PROBLEM TO SOLVE: The lines to be set down run from the line containing "white arrow graphic -> point" through the final line of the data below; print them exactly and print nothing else.

INPUT ROWS:

____

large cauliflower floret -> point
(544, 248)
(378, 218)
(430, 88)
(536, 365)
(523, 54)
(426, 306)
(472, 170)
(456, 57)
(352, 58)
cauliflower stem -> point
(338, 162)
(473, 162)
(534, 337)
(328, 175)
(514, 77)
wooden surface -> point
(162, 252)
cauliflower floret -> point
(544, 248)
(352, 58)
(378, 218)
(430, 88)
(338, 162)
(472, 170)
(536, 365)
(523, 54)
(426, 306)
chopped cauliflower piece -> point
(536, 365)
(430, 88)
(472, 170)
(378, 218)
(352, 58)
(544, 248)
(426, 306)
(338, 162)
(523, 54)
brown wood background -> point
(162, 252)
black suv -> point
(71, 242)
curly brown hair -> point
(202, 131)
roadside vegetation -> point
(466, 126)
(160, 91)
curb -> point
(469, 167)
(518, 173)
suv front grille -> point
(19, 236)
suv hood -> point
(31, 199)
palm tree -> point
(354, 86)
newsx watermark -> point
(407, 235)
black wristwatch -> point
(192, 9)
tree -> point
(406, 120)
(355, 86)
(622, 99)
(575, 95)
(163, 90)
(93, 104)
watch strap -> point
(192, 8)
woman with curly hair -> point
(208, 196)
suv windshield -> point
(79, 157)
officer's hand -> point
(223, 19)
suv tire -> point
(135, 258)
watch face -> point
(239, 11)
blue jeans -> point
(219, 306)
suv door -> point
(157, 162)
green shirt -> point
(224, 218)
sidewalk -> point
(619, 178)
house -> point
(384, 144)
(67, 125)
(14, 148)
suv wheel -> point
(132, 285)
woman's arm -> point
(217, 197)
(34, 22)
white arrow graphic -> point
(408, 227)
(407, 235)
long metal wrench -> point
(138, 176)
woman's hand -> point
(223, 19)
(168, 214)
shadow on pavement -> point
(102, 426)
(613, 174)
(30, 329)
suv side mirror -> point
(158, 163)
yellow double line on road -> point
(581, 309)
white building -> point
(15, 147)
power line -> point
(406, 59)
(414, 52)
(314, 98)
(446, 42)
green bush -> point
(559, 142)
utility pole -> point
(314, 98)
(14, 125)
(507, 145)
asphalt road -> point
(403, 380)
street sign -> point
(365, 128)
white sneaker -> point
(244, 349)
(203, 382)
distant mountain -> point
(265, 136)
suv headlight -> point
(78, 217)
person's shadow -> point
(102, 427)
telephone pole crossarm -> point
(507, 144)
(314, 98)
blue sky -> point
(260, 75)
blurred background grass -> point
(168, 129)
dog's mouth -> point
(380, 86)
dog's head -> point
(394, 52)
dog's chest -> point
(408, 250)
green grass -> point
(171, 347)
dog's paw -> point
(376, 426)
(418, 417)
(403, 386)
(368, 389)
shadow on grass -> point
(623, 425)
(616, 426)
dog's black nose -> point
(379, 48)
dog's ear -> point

____

TASK ANSWER:
white arrow graphic -> point
(408, 227)
(407, 235)
long metal wrench -> point
(138, 176)
woman's hand -> point
(223, 19)
(168, 214)
shadow on pavement -> point
(102, 426)
(613, 174)
(30, 329)
suv side mirror -> point
(158, 163)
yellow double line on road -> point
(581, 309)
white building -> point
(15, 147)
power line -> point
(406, 59)
(414, 52)
(314, 98)
(446, 42)
green bush -> point
(559, 142)
utility pole -> point
(314, 98)
(14, 125)
(507, 145)
asphalt road -> point
(403, 380)
street sign -> point
(365, 128)
white sneaker -> point
(244, 349)
(203, 382)
distant mountain -> point
(265, 136)
suv headlight -> point
(78, 217)
person's shadow -> point
(102, 427)
telephone pole crossarm -> point
(507, 144)
(314, 98)
blue sky -> point
(260, 75)
blurred background grass -> point
(168, 129)
dog's mouth -> point
(380, 86)
dog's head -> point
(394, 52)
dog's chest -> point
(408, 250)
green grass -> point
(171, 347)
dog's paw -> point
(376, 426)
(418, 417)
(403, 386)
(368, 389)
shadow on grass -> point
(623, 425)
(616, 426)
dog's black nose -> point
(379, 48)
dog's ear -> point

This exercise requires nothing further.